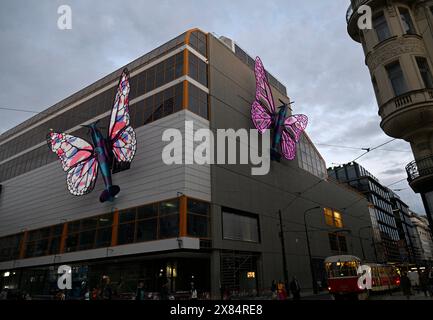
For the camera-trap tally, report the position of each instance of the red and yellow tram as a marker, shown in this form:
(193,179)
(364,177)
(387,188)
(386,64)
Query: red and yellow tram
(342,272)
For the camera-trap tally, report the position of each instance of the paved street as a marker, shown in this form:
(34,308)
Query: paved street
(399,296)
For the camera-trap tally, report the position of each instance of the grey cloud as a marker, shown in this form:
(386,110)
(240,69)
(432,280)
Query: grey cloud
(304,44)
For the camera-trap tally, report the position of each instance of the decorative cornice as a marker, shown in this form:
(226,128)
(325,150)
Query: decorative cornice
(388,51)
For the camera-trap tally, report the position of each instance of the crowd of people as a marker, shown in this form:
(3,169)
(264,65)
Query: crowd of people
(421,281)
(284,290)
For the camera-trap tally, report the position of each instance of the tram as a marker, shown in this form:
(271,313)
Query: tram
(342,272)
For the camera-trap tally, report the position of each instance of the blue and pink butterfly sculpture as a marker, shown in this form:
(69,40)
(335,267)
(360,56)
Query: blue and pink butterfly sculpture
(286,130)
(82,160)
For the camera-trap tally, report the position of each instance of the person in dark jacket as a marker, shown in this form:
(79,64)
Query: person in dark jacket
(140,294)
(405,285)
(295,288)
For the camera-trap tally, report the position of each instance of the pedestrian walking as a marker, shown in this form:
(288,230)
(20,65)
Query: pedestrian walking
(295,288)
(423,281)
(430,282)
(405,285)
(140,294)
(193,292)
(274,290)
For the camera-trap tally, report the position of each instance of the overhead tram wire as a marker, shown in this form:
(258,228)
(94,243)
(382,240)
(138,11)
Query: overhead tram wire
(368,150)
(357,148)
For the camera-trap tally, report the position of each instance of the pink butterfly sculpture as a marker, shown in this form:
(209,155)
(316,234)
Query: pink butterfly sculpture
(286,130)
(82,160)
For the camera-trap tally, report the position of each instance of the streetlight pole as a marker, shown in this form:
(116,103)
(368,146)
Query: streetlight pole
(283,249)
(313,276)
(360,240)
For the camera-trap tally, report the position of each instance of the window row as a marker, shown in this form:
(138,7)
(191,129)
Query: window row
(143,112)
(198,41)
(381,26)
(146,81)
(155,221)
(240,226)
(198,101)
(250,62)
(197,69)
(337,242)
(333,218)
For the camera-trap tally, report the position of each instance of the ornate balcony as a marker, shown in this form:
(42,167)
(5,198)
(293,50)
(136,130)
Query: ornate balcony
(354,5)
(420,174)
(405,113)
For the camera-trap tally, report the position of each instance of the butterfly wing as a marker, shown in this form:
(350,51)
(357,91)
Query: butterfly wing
(263,89)
(78,159)
(81,179)
(261,117)
(121,134)
(294,126)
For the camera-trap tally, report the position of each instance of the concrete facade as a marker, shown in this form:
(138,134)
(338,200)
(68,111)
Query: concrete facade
(227,188)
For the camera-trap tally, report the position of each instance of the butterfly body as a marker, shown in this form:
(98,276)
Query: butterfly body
(104,158)
(278,132)
(83,160)
(286,130)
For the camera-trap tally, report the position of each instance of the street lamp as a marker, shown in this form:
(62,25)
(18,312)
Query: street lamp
(349,232)
(313,276)
(360,239)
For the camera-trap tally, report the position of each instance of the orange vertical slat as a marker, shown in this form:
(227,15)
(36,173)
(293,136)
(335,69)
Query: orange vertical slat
(63,238)
(182,217)
(115,228)
(23,245)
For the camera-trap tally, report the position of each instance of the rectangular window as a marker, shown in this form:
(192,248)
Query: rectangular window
(424,70)
(333,218)
(169,219)
(381,27)
(198,218)
(333,242)
(198,101)
(376,89)
(396,77)
(342,243)
(406,21)
(240,227)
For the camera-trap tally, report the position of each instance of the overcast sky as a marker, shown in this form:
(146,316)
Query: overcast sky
(303,43)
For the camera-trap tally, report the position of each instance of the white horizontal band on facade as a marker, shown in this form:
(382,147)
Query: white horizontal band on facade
(105,88)
(107,113)
(121,250)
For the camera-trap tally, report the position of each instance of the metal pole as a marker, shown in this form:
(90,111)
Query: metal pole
(283,250)
(313,276)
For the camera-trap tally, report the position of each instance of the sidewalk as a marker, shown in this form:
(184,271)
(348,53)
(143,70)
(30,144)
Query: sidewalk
(399,296)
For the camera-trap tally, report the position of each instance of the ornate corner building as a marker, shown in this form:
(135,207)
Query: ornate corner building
(399,54)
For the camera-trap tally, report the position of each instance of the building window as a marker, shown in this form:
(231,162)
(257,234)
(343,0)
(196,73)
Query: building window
(149,222)
(10,247)
(240,227)
(396,77)
(168,219)
(381,27)
(406,20)
(45,241)
(198,42)
(198,218)
(424,70)
(333,218)
(197,69)
(337,242)
(376,89)
(89,233)
(198,102)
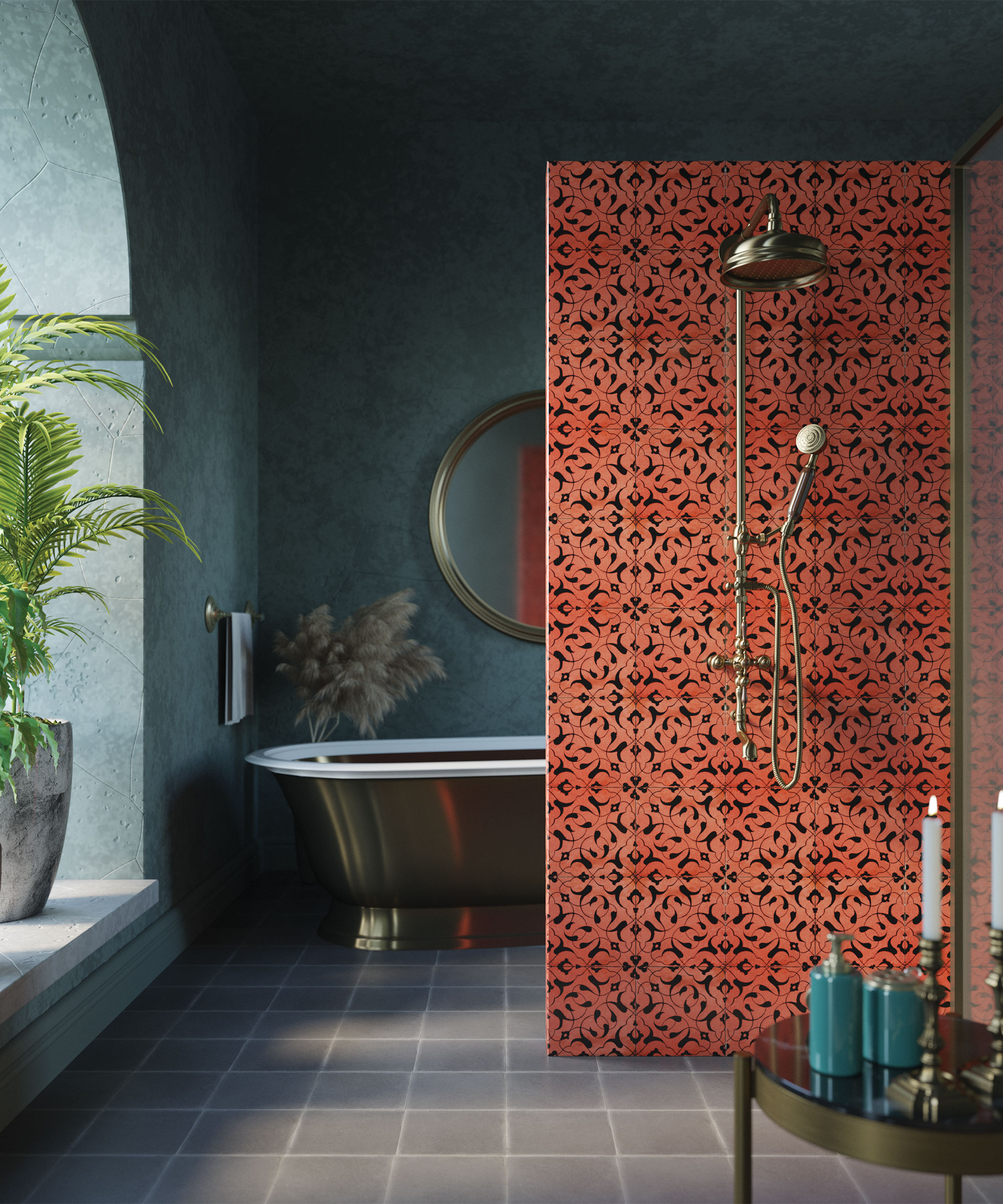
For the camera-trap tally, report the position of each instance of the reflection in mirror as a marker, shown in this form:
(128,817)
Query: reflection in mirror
(496,515)
(488,516)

• • •

WRITTEN PROBLEM -> Can you convert the lines from the one containing "of the building" through the last line into a Markdown table with the columns Row and Line, numbering each row and skipping blank lines? Leave the pictures out.

TASK OUTPUT ->
| Row | Line |
|---|---|
| 1 | For the camera-trap tally, report the position of each instance of the building window as a marker, shown in this form: |
| 2 | (231,162) |
| 3 | (257,234) |
| 4 | (343,0) |
| 5 | (196,73) |
| 6 | Query: building window |
| 7 | (149,222) |
| 8 | (10,247) |
| 9 | (240,227) |
| 10 | (396,77) |
| 11 | (168,219) |
| 12 | (381,27) |
| 13 | (406,20) |
| 14 | (45,241) |
| 15 | (198,42) |
| 16 | (198,218) |
| 17 | (424,70) |
| 18 | (333,218) |
| 19 | (197,69) |
| 20 | (337,242) |
| 21 | (376,89) |
| 22 | (89,233) |
| 23 | (198,102) |
| 24 | For the camera-trap tally, report the position of each instance of the reflection in mirror as a marker, shown in this form: |
| 25 | (128,817) |
| 26 | Query: reflection in mirror |
| 27 | (496,515) |
| 28 | (488,516) |